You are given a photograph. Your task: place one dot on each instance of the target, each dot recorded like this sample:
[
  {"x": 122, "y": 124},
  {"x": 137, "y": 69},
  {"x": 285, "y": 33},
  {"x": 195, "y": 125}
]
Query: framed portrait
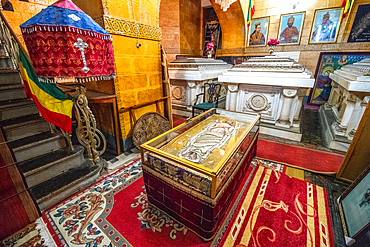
[
  {"x": 328, "y": 63},
  {"x": 360, "y": 31},
  {"x": 354, "y": 208},
  {"x": 258, "y": 31},
  {"x": 325, "y": 26},
  {"x": 290, "y": 28}
]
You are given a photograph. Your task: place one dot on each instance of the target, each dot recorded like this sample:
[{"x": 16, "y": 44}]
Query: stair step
[
  {"x": 10, "y": 77},
  {"x": 33, "y": 146},
  {"x": 47, "y": 166},
  {"x": 21, "y": 127},
  {"x": 17, "y": 108},
  {"x": 66, "y": 184},
  {"x": 12, "y": 91}
]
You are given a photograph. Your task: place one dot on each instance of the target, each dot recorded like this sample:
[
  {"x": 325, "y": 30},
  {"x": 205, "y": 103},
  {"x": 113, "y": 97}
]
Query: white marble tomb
[
  {"x": 187, "y": 77},
  {"x": 346, "y": 105},
  {"x": 272, "y": 86}
]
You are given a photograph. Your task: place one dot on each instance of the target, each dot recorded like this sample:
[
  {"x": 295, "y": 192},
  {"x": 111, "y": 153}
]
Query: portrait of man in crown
[
  {"x": 290, "y": 28},
  {"x": 326, "y": 25}
]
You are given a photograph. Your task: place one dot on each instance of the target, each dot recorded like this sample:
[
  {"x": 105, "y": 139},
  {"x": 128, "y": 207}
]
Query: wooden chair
[{"x": 211, "y": 93}]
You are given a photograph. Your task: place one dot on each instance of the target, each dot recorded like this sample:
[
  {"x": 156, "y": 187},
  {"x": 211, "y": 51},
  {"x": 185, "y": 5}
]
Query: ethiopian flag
[
  {"x": 250, "y": 12},
  {"x": 347, "y": 4},
  {"x": 51, "y": 101}
]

==========

*EXERCISE*
Please switch "photograph" to "image" throughout the records above and write them all out again with nothing else changed, leaving out the pictures.

*REPLY TO THE EXERCISE*
You are given a image. Your task: place one dot on each instance of the target, each dot recorded like this sample:
[
  {"x": 122, "y": 124},
  {"x": 137, "y": 69},
  {"x": 285, "y": 33},
  {"x": 195, "y": 125}
]
Query: framed portrait
[
  {"x": 328, "y": 63},
  {"x": 360, "y": 31},
  {"x": 354, "y": 208},
  {"x": 258, "y": 31},
  {"x": 325, "y": 26},
  {"x": 290, "y": 28}
]
You are given a image. Your task: place one dot on each instance of the target, each dot recorded like this sample:
[{"x": 16, "y": 44}]
Query: stair step
[
  {"x": 10, "y": 77},
  {"x": 33, "y": 146},
  {"x": 47, "y": 166},
  {"x": 21, "y": 127},
  {"x": 17, "y": 108},
  {"x": 66, "y": 184},
  {"x": 12, "y": 91}
]
You are given a image. Your task: place one dot on each instance of the target, each dot recorded like this sample:
[
  {"x": 325, "y": 30},
  {"x": 205, "y": 103},
  {"x": 113, "y": 97}
]
Query: white marble tomb
[
  {"x": 187, "y": 77},
  {"x": 346, "y": 105},
  {"x": 272, "y": 86}
]
You are given a image. Your task: place one dot on each instance of the target, each dot recorded like this sample:
[
  {"x": 295, "y": 192},
  {"x": 111, "y": 153}
]
Query: portrait of man in crown
[
  {"x": 290, "y": 28},
  {"x": 326, "y": 25}
]
You are given a image. Your task: place one dot on each instance of the target, each dot recorded like this sample:
[
  {"x": 105, "y": 139},
  {"x": 128, "y": 207}
]
Query: wooden chair
[{"x": 211, "y": 93}]
You are given a image. Your task: place one dot on each instance of the target, each dot recorded like this sample:
[
  {"x": 156, "y": 187},
  {"x": 211, "y": 51},
  {"x": 185, "y": 5}
]
Query: ethiopian flag
[
  {"x": 250, "y": 12},
  {"x": 347, "y": 4},
  {"x": 51, "y": 101}
]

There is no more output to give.